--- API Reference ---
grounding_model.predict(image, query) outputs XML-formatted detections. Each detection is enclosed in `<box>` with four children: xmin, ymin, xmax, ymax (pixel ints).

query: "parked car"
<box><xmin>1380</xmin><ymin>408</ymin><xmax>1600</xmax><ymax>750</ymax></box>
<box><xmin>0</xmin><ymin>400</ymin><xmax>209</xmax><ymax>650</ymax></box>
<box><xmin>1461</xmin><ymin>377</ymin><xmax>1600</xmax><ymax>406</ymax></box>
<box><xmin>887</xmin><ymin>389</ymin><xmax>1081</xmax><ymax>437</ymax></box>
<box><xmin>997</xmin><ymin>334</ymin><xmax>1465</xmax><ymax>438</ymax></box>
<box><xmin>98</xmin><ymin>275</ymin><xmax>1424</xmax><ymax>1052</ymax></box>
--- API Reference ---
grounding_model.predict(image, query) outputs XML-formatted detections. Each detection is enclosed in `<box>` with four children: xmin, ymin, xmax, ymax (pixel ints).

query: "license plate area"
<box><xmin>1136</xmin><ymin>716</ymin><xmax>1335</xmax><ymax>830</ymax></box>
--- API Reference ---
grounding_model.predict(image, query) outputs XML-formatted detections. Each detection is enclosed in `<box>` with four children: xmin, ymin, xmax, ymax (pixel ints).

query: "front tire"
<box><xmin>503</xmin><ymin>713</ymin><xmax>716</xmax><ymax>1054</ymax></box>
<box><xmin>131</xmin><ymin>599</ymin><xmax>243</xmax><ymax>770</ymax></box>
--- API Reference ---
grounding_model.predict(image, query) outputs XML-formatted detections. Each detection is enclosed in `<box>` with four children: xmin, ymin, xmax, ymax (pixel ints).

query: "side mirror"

REQUIRED ACTION: Without any change, reproduce the data in full.

ANSWER SPACE:
--- API Reference ---
grounding_model.predict(image, query) outputs XML-formatted detections. Each detection is enclosed in `<box>` with four children: xmin, ymin, xmax, ymax (pixel ints).

query: "parked car"
<box><xmin>1380</xmin><ymin>408</ymin><xmax>1600</xmax><ymax>750</ymax></box>
<box><xmin>0</xmin><ymin>400</ymin><xmax>209</xmax><ymax>650</ymax></box>
<box><xmin>1461</xmin><ymin>377</ymin><xmax>1600</xmax><ymax>406</ymax></box>
<box><xmin>887</xmin><ymin>389</ymin><xmax>1081</xmax><ymax>437</ymax></box>
<box><xmin>997</xmin><ymin>334</ymin><xmax>1465</xmax><ymax>438</ymax></box>
<box><xmin>98</xmin><ymin>275</ymin><xmax>1424</xmax><ymax>1052</ymax></box>
--- API Reference ---
grounding_model.predict(image, query) outputs XML-formatted detections. Each detection is enclosed in `<box>` with four children: xmin, ymin, xmax, ymax (pixel ints).

query: "license plate area"
<box><xmin>1136</xmin><ymin>716</ymin><xmax>1335</xmax><ymax>830</ymax></box>
--- API Reference ---
grounding_model.predict(image, query) outputs XML-formatted detections. Each detection is enclosed in `<box>` with four children: xmin, ymin, xmax, ymax (pixel ints).

query: "front tire"
<box><xmin>503</xmin><ymin>713</ymin><xmax>716</xmax><ymax>1054</ymax></box>
<box><xmin>131</xmin><ymin>599</ymin><xmax>243</xmax><ymax>770</ymax></box>
--- API Reference ---
grounding_model.predict(image, query) outputs XML-formatted detections. Each detection is enclosed in `<box>` with four children: xmin, ymin, xmax, ymax (pixel ints).

query: "side mirror"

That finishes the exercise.